## Exercise directions
Output only the lines below that start at the line containing "column 430, row 167" and end at the line containing "column 321, row 109", with both ends kept.

## Exercise materials
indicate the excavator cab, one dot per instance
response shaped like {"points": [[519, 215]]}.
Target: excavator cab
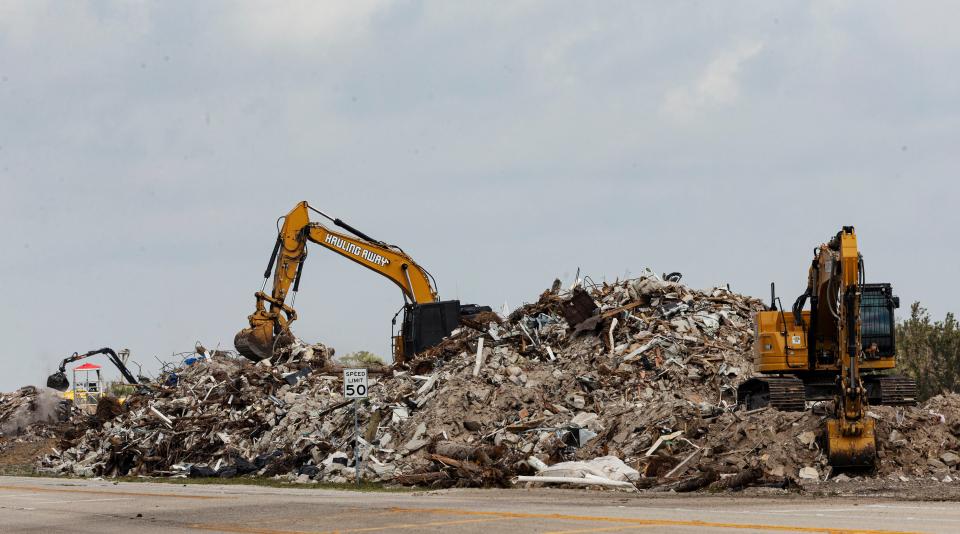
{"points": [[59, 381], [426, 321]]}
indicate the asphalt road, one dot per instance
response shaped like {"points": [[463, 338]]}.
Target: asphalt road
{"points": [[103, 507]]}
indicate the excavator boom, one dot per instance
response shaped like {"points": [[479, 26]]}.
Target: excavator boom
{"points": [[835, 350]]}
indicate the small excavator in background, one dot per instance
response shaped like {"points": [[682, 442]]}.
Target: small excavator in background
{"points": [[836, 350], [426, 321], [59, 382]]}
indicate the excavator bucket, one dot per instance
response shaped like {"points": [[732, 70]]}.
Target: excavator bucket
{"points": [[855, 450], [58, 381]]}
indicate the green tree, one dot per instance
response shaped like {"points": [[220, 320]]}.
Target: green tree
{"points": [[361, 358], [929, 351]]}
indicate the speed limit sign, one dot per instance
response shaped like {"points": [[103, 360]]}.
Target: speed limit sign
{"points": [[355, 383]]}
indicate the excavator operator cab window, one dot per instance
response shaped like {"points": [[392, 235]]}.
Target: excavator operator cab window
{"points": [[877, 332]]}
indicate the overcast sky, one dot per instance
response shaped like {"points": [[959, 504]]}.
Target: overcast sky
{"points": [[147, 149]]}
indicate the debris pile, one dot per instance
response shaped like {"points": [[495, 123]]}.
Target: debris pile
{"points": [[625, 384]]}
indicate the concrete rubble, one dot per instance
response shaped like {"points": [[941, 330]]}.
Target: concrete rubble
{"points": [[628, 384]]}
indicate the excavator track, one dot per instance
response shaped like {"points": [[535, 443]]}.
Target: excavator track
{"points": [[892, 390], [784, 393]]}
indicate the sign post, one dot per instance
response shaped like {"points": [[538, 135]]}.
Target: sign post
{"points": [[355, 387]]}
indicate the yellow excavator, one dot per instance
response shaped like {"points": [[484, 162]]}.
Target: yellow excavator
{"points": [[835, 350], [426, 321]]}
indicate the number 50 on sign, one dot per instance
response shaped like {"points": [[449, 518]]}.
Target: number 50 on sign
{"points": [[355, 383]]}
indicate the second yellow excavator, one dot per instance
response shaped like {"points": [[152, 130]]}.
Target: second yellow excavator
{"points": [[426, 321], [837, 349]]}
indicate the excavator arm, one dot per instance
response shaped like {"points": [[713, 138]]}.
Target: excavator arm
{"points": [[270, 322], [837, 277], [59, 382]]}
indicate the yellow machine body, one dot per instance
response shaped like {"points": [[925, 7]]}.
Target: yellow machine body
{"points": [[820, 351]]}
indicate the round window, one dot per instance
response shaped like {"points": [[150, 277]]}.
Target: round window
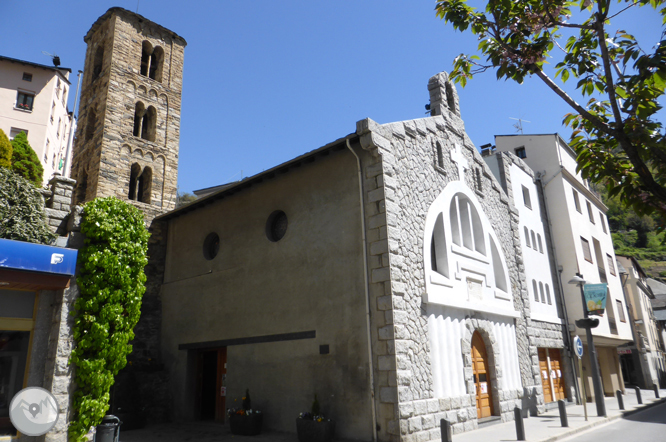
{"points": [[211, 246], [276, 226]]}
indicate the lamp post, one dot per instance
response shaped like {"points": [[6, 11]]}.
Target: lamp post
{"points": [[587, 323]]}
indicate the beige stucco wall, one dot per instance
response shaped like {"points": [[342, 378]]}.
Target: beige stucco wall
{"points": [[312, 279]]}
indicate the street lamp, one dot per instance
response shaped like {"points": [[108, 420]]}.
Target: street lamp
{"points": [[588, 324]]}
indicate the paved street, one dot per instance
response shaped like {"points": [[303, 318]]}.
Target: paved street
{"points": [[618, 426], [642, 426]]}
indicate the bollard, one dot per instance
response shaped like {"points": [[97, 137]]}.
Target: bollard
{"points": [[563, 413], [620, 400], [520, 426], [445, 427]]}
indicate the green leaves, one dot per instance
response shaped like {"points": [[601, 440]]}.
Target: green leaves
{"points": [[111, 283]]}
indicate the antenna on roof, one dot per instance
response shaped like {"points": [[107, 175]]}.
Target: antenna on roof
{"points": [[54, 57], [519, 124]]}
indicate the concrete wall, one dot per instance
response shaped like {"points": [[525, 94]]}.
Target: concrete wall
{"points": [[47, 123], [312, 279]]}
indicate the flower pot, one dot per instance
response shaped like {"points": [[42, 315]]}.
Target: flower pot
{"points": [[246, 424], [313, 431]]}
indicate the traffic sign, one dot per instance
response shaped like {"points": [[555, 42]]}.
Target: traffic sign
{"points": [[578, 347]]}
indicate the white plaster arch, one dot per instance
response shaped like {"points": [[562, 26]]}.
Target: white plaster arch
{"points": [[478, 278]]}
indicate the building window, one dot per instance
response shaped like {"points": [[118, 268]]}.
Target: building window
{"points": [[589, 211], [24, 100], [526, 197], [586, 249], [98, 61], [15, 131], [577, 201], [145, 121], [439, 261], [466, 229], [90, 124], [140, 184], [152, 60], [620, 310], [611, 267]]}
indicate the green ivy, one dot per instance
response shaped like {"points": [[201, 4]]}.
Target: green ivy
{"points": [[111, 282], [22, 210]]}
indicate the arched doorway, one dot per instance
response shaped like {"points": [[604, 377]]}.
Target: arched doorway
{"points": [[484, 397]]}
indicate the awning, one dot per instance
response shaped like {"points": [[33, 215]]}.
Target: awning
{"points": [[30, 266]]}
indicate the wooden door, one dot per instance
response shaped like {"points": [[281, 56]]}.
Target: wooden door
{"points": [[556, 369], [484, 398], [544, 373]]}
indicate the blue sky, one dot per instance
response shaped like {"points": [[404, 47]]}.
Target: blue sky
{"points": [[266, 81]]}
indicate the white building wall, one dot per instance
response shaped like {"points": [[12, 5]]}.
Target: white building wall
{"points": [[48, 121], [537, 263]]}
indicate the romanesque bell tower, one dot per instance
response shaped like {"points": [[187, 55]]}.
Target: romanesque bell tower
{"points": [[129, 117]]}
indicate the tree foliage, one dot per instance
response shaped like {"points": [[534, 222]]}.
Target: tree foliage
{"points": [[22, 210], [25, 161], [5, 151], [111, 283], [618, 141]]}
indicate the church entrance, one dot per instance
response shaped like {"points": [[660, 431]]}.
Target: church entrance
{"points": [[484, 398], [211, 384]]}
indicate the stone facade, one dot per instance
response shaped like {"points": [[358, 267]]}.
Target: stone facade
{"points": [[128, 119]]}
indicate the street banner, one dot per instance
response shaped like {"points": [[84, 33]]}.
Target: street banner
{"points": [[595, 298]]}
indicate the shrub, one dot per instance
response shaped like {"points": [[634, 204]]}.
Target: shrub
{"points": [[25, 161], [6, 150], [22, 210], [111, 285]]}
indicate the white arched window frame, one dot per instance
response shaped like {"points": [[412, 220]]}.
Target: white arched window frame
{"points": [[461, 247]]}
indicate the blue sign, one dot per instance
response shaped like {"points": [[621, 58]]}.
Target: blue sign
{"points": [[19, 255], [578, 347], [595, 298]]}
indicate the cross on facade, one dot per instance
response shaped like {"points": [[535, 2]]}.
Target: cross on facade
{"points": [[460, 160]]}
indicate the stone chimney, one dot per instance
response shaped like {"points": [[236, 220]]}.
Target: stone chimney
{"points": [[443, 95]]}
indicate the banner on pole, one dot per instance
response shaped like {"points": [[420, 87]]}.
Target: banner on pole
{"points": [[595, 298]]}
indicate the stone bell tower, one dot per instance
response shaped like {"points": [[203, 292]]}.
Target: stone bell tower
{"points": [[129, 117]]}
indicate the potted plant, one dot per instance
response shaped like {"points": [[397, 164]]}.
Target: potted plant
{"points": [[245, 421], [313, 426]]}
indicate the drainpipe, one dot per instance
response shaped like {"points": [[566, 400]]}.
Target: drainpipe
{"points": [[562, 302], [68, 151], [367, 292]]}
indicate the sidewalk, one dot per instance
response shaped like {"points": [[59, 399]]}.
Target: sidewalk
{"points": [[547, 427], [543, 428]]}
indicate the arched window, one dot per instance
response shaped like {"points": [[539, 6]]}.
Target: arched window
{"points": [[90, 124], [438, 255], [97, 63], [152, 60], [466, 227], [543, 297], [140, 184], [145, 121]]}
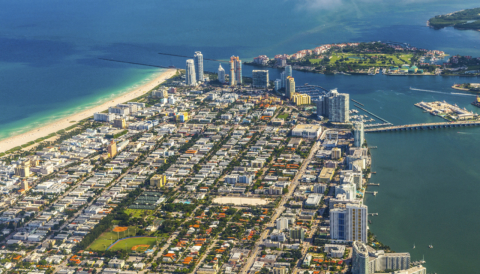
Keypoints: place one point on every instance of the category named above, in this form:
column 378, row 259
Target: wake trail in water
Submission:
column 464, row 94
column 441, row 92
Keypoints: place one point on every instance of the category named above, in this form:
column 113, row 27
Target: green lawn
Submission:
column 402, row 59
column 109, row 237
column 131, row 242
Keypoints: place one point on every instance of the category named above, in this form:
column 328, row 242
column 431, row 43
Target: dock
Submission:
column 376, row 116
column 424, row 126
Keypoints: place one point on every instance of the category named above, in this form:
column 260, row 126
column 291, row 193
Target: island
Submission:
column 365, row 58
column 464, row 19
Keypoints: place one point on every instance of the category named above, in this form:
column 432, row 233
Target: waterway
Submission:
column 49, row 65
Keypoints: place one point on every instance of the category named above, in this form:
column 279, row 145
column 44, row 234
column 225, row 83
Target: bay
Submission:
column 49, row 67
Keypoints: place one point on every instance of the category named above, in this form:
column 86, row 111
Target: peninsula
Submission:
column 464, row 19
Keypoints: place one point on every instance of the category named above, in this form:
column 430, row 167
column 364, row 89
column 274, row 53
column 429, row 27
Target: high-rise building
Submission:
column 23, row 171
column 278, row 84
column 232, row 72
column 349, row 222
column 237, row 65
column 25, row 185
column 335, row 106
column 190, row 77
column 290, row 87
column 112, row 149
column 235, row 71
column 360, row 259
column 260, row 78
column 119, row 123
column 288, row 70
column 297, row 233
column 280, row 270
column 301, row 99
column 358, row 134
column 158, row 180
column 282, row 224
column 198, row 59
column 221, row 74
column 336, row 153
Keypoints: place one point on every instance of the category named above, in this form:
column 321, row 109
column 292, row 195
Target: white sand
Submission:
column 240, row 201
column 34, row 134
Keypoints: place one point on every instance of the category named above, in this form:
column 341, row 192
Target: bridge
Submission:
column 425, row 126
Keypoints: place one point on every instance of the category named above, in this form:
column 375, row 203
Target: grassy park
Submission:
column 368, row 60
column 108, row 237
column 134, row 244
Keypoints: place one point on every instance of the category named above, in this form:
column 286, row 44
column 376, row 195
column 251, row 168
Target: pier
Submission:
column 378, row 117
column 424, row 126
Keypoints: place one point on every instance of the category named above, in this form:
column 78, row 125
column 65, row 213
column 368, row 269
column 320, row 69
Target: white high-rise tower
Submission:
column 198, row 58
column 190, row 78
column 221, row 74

## Task response
column 430, row 167
column 364, row 89
column 274, row 53
column 429, row 27
Target: high-rise building
Submission:
column 23, row 171
column 278, row 84
column 232, row 72
column 349, row 222
column 237, row 65
column 25, row 185
column 335, row 106
column 190, row 77
column 290, row 87
column 112, row 149
column 235, row 71
column 360, row 259
column 260, row 78
column 119, row 123
column 288, row 70
column 297, row 233
column 280, row 270
column 301, row 99
column 358, row 134
column 158, row 180
column 282, row 224
column 198, row 59
column 221, row 74
column 336, row 153
Keypoints: place one point on every instance of the category named above, in this form:
column 321, row 109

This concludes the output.